EXERCISE PROMPT: Please return every line of the listing. Keep each one exact.

INPUT:
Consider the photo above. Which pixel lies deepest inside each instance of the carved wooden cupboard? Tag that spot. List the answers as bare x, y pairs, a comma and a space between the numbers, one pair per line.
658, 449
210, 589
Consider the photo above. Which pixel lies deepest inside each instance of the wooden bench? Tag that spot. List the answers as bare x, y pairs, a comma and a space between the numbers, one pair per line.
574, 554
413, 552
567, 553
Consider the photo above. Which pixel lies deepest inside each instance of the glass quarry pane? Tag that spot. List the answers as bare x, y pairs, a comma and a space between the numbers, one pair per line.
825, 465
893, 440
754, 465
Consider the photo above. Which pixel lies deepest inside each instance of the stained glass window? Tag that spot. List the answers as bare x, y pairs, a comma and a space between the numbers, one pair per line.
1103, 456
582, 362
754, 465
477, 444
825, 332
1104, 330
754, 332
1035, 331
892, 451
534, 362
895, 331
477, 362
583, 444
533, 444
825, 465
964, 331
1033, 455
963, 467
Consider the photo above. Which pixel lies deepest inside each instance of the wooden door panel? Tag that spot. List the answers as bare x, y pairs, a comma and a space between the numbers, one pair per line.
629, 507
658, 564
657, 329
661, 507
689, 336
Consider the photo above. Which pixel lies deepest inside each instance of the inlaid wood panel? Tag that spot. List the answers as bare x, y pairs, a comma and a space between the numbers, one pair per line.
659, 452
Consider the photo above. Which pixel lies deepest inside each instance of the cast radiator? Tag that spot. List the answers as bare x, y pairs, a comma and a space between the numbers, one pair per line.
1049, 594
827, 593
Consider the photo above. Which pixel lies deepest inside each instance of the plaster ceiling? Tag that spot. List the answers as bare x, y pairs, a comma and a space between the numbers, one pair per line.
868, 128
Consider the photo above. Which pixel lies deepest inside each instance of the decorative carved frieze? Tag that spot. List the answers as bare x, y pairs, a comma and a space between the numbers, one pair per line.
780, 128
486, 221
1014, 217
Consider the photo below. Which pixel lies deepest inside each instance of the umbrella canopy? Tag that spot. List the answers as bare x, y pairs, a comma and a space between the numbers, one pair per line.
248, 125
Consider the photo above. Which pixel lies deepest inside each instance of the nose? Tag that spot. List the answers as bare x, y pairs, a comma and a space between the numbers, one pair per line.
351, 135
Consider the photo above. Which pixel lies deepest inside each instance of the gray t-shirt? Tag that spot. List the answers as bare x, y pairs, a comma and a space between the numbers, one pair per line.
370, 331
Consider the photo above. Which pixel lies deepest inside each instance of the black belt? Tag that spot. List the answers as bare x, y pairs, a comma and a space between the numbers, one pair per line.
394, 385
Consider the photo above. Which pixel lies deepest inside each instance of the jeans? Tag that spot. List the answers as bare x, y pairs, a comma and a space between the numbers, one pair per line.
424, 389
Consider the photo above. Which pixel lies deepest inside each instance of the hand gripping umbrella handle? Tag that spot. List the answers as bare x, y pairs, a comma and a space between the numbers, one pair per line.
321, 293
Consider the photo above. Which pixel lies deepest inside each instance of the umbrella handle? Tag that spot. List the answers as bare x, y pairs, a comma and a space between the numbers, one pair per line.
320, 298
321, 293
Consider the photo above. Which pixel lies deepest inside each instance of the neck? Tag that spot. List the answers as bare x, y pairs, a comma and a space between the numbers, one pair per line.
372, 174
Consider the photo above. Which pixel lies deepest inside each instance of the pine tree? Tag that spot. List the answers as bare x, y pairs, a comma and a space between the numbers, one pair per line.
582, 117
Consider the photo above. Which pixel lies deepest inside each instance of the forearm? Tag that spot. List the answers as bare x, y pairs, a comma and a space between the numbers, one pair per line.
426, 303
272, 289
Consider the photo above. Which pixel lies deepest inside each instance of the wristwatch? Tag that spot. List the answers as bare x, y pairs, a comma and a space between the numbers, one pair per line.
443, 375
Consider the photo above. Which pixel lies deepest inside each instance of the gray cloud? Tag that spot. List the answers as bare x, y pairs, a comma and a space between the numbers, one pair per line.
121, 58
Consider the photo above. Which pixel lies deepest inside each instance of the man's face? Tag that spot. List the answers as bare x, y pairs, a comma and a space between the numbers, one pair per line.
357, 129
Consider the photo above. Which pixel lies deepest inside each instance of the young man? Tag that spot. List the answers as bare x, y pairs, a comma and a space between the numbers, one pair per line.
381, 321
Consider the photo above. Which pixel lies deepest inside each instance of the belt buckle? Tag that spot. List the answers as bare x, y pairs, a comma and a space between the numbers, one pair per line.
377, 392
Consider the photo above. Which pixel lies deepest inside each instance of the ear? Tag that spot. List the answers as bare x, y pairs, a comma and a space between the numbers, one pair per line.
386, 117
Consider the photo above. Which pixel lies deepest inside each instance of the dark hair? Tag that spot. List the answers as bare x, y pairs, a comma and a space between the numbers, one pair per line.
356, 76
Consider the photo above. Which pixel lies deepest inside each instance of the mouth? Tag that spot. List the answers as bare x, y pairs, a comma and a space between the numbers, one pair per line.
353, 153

EXERCISE RESPONSE:
Consider the photo above. Which pixel lies deepest inside each instance of the carved wooden cupboard? Tag that spot. List the answers as bare x, y pairs, a comma and a space between the numbers, one pair per line.
658, 449
210, 589
Consider the photo above. Which pixel lies deepest inside each instance of the wooden bench? Tag that spot. List the answers as bare x, y pairs, a comma and a space between the numbers, one pair per line.
574, 554
413, 552
567, 553
Consider the photo above. Which pixel lies deepest inside each instance of the glass quarry pane? Tag that spot. List the answers as bare x, y pairs, a comma and a space between the numbers, one pair per line.
825, 465
893, 440
754, 465
Consider the photo above. Which pixel lies deepest inside each instance of the stained glass window? Tag that spot. List the answers as bare x, y pairs, a comma and a space between the numbers, one pair per line.
1103, 456
582, 362
754, 465
477, 444
825, 332
1104, 330
754, 332
1035, 331
892, 451
534, 362
895, 331
477, 362
583, 444
533, 444
825, 465
964, 331
1033, 455
963, 467
Consider the photo above. Which pixel lies deepest inside each instance of the wooden door panel? Tag that spot. List the answers as bare x, y pairs, a comma and a space between the numbers, one pair per line.
629, 507
658, 564
657, 329
661, 507
689, 336
Consider the photo above. Which pixel lies deepest inside each instance of the inlaid wood panel? Tag that spot. List the answers as bare x, y pairs, a comma and a space between the numbers, one pair per line.
659, 452
Consider the photo above. Which pixel lies deepest inside each instance of the cast radiator? Tag that spot. List the answers as bare x, y pairs, a comma and a space between the numbers, one pair per line.
1049, 594
827, 593
Consider the photo above. Which pixel lies deepest inside each instance of the plaster ceiling? Tag that spot. List the answers as bare x, y pairs, a comma and a space between the numbers, one pair per line.
868, 128
Consider the photo above. Which pixel lies deepest inside each instance of the decorative carved frieze? Tag that spot. List the answers as bare x, y pairs, a comma and a space between the numbers, one pair per line.
780, 128
486, 221
1014, 217
Consider the photo below. Which pixel lies deepest inside each instance of the umbrella canopy? Tag that spot. List the answers as bare x, y pairs, a comma and a space between the numbers, one pair per line.
248, 125
Consider the photo above. Which pixel lies deepest inside each instance of the nose? Tag that spot. List the answers as bare x, y pairs, a comma and a space between the numbers, one pair per line.
351, 135
Consider the photo above. Which pixel lies deepest inside each instance of the gray t-shirt? Tag that spot. List the answers as bare x, y pairs, a comma and a space between the numbers, one pair per line.
370, 331
Consider the photo above. Which pixel lies deepest inside each instance of the black belt? Tag that spot. List the answers as bare x, y pairs, a comma and a space between the numbers, one pair per line.
394, 385
Consider the photo above. Which pixel lies deepest inside each instance of the jeans? Tag that spot. List the answers as bare x, y pairs, a comma and a space between the numbers, one pair per line.
424, 389
Consider the photo above. Which pixel lies deepest inside each instance of the hand gripping umbrella handle? Tag that spot. List the answers as bare x, y pairs, a comma and a space between the numbers, one pair per line.
321, 293
Consider the photo above. Which pixel lies deepest inside each instance of the umbrella handle? Tag that spot. List the answers as bare x, y pairs, a comma and a space between the numbers, one pair per line.
320, 298
321, 293
Consider the photo above. Which pixel lies deepest inside each instance of the neck? Tag that spot. List the answers as bare x, y pairs, a comma and a space between the numbers, one pair per line.
372, 174
Consider the photo above. Which pixel lies deepest inside each instance of the pine tree? Tag that spot. List the answers as bare x, y pairs, a comma and a space between the numbers, one pair per line.
582, 117
Consider the photo above. Which pixel lies deepest inside each instance of the forearm? Tag that spot. List the answers as bare x, y pairs, a comma and a space between the numbers, one pair per line.
426, 303
272, 289
Consider the photo above. Which pixel lies deepest inside each instance of the wristwatch? Tag that spot. List the answers as bare x, y pairs, a comma and a space between the numbers, one pair per line.
443, 375
Consider the photo above. Which pixel lies deepest inside each instance of the gray cloud? Tag that spot. List the answers as bare x, y pairs, a comma and a space between the numbers, one pair per line.
121, 58
Consider the photo above. Which pixel lies deepest inside each instance of the man's face? Tag that spot. List the answers as bare x, y pairs, a comma and a space between the numbers, one pair per line.
357, 129
Consider the photo above. Which pixel lies deepest inside each instance of the young man? Tag that spot. List the answers as bare x, y pairs, a comma and a space between the numbers, one pair per line.
381, 321
Consider the photo above. Which pixel lies deepest inside each instance of the belt buckle? Tag that spot. List the answers as bare x, y pairs, a comma and a space between the numbers, one pair per line.
377, 392
Consider the photo above. Which pixel lies deepest inside each instance of the ear? Tag that spot. List the answers as bare x, y pairs, a comma and a space between the numbers, one pair per line.
386, 117
Consider the photo above. Which pixel lies deepest inside each instance of the dark hair? Tag that spot. List the answers as bare x, y pairs, a comma and a space between the numbers, one pair per line.
356, 76
Consider the photo above. Which pixel lies deepest inside each instance of the mouth? Tag that spot. List the answers as bare x, y pairs, a comma and a space between the numbers, one pair per line.
353, 153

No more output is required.